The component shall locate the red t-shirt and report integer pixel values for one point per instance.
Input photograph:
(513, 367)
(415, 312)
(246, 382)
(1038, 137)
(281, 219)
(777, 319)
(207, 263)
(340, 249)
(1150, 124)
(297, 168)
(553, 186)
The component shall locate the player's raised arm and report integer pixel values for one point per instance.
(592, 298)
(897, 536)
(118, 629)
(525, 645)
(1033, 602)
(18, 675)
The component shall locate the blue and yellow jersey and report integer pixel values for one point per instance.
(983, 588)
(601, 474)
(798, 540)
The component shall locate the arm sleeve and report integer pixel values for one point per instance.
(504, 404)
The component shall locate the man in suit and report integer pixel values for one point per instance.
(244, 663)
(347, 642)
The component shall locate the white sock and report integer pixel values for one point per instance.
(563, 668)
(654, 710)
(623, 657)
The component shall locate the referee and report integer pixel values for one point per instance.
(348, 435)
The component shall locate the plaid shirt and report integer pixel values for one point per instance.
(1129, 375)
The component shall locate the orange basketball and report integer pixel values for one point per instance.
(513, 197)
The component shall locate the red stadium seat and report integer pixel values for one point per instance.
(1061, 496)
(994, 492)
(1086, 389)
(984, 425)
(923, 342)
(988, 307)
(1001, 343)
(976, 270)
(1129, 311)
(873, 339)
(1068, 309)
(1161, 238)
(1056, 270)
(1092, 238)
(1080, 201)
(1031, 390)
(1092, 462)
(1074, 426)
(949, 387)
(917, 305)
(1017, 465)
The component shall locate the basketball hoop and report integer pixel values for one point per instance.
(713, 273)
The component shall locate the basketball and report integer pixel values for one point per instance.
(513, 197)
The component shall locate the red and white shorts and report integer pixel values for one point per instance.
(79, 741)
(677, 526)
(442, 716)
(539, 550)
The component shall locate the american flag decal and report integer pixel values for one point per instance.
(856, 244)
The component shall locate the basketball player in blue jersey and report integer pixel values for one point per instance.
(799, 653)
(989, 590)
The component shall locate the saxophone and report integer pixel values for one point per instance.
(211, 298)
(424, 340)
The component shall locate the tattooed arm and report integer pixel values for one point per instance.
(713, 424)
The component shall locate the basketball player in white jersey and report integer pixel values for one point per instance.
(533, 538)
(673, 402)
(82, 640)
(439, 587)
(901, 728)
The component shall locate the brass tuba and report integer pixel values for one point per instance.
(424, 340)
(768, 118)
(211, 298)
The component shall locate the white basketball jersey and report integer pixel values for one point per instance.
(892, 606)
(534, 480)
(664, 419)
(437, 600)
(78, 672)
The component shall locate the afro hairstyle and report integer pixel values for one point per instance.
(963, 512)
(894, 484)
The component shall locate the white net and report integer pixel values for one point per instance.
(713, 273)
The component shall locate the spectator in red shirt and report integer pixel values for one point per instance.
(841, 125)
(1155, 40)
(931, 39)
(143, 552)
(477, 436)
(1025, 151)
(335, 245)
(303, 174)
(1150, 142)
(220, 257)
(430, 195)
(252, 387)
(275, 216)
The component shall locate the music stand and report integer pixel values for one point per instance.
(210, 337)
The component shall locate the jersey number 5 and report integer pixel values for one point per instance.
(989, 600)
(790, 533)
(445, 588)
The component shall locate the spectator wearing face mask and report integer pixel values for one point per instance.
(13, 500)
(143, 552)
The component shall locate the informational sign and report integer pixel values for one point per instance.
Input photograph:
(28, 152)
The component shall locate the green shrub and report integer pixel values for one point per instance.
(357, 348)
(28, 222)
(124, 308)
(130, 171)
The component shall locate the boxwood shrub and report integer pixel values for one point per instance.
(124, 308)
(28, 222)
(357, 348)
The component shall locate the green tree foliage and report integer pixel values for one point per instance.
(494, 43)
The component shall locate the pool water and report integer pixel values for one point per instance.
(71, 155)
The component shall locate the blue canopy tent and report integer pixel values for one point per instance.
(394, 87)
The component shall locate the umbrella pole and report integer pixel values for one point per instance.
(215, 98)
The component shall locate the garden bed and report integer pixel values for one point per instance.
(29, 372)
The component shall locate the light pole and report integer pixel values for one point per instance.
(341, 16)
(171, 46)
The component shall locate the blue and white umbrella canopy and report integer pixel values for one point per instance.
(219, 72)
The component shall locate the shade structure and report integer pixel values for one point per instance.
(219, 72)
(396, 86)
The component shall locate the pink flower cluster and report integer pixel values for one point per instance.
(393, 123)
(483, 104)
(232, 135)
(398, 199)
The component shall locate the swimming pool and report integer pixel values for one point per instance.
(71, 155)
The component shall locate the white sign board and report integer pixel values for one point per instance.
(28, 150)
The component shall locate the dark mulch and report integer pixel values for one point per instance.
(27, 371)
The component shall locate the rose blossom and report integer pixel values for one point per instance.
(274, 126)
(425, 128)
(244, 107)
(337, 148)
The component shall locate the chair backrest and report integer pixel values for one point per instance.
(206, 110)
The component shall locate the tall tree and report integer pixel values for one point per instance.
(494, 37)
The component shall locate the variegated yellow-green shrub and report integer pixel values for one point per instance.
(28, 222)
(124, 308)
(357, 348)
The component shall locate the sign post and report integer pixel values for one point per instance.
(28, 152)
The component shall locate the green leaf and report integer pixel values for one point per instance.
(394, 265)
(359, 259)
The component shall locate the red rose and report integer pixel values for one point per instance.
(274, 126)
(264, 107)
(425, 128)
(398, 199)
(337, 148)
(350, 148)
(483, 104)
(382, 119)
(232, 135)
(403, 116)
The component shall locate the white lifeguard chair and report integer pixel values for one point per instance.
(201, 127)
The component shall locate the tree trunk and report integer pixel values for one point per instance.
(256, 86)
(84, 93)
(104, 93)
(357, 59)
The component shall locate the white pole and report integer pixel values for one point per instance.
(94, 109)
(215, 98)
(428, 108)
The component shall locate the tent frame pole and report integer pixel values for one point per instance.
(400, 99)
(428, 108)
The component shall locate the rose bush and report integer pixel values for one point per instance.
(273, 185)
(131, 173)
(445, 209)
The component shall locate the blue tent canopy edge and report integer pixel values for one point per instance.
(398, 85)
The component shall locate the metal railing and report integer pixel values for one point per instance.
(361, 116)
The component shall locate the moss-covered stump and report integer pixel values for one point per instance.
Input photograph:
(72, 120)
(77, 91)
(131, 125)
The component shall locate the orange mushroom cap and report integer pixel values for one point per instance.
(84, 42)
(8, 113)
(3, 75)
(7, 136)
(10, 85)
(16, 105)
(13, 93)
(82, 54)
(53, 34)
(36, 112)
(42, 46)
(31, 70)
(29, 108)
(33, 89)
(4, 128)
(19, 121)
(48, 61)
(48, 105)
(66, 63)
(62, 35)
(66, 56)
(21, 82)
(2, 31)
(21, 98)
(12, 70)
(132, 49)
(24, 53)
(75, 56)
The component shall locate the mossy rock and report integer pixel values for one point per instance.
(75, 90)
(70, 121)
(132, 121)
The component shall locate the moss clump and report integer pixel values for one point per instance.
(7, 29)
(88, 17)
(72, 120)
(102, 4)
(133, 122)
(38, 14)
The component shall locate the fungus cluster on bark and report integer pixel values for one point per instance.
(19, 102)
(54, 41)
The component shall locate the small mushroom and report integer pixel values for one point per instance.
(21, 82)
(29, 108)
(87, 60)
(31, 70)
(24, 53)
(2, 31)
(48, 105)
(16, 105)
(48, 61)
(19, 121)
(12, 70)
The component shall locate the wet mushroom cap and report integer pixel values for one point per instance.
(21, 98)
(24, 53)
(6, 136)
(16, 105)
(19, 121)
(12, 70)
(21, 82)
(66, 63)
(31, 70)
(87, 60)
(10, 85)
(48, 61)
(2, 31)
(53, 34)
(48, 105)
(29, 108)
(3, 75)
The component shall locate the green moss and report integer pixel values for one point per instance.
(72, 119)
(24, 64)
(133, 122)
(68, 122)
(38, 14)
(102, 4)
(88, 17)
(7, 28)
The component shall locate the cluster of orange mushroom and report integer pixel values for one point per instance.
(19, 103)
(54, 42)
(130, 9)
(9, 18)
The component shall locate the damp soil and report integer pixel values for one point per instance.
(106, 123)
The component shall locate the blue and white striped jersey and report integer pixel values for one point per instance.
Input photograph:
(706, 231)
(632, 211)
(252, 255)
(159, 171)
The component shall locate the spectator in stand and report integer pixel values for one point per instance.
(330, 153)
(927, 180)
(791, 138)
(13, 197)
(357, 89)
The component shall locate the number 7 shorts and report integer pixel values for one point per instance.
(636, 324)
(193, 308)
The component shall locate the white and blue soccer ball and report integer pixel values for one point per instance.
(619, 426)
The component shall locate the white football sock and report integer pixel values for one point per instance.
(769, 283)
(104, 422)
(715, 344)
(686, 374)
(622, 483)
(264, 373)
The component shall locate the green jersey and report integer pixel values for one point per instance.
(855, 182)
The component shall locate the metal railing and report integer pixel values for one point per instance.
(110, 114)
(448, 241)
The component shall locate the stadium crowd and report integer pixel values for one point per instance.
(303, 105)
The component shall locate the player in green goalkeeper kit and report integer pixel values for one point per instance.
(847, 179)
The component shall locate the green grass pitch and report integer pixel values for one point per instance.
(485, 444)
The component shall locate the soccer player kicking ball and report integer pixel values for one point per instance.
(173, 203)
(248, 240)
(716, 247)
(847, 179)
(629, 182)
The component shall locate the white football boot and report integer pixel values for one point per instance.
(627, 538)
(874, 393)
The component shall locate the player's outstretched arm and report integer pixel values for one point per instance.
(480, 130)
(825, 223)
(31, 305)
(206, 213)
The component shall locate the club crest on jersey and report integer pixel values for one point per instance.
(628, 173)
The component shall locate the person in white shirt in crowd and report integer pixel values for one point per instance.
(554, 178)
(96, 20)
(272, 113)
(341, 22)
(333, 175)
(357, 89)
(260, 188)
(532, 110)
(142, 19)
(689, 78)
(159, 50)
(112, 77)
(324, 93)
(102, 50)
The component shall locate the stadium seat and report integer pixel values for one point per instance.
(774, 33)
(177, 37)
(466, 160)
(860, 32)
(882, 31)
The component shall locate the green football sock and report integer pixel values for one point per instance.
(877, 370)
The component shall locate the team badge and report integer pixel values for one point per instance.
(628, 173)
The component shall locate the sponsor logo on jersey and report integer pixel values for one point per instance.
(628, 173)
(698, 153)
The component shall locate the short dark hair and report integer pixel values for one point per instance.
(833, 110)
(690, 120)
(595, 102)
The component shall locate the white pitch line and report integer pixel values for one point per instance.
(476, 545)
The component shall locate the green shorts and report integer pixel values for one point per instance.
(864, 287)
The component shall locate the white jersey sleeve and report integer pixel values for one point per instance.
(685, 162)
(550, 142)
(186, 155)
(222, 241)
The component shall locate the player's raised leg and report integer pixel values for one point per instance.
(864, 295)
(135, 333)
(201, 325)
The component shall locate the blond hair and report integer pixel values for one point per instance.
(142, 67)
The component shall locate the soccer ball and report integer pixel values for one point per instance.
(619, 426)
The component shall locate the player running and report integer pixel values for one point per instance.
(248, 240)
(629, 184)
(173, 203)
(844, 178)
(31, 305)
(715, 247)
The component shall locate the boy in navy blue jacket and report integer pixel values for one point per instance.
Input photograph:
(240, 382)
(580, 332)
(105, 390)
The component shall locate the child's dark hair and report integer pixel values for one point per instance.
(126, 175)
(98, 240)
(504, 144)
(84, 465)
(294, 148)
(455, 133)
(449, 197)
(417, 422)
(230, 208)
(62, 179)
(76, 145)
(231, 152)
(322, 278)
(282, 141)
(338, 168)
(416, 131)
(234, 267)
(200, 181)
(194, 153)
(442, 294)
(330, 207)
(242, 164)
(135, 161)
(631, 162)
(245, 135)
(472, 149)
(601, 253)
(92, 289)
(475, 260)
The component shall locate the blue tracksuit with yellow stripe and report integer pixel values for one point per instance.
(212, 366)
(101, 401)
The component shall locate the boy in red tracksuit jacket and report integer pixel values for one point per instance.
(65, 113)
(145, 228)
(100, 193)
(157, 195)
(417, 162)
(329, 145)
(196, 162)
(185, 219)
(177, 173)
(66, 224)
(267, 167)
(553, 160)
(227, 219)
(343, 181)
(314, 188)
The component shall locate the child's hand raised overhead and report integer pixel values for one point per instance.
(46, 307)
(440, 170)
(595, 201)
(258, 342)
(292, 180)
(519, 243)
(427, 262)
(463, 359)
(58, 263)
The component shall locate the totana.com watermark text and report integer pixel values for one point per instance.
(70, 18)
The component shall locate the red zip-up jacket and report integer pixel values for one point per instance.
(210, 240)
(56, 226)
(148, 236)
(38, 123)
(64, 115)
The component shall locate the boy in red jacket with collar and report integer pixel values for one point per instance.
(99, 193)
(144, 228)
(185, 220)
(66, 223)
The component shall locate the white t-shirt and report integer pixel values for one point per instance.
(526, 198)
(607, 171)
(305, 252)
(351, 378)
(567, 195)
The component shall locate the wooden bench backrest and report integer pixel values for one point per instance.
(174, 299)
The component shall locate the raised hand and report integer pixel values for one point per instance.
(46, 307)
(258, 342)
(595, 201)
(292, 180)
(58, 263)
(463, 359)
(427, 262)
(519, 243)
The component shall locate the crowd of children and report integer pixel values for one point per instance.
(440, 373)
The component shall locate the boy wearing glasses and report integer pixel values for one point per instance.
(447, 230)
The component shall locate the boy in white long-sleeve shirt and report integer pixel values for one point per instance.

+ + +

* _Given problem_
Quote, without any change, each line from the one that contains "The component shall locate the boy in red jacket" through the end of the material.

* _The completed task_
The component shall locate the boy in red jacket with collar and report integer pixel values for one point per instance.
(99, 193)
(144, 228)
(185, 220)
(66, 223)
The component shall locate the white t-shirt and report integer pixel values for one point per instance.
(526, 198)
(607, 171)
(305, 252)
(351, 378)
(567, 195)
The component shall locate the wooden bench backrest and report integer pixel values for one point per instance.
(174, 299)
The component shall locate the raised hand and report integer pixel values for one point per instance.
(46, 307)
(258, 342)
(595, 201)
(292, 180)
(58, 263)
(463, 359)
(427, 262)
(519, 243)
The component shall locate the crowd of children and report integer pixel values for one point per instance.
(440, 373)
The component shall locate the boy wearing glasses and report integer pixel values for one point per instance.
(447, 230)
The component shall locate the boy in white long-sleeve shirt and report integer pixel values for one point per instance.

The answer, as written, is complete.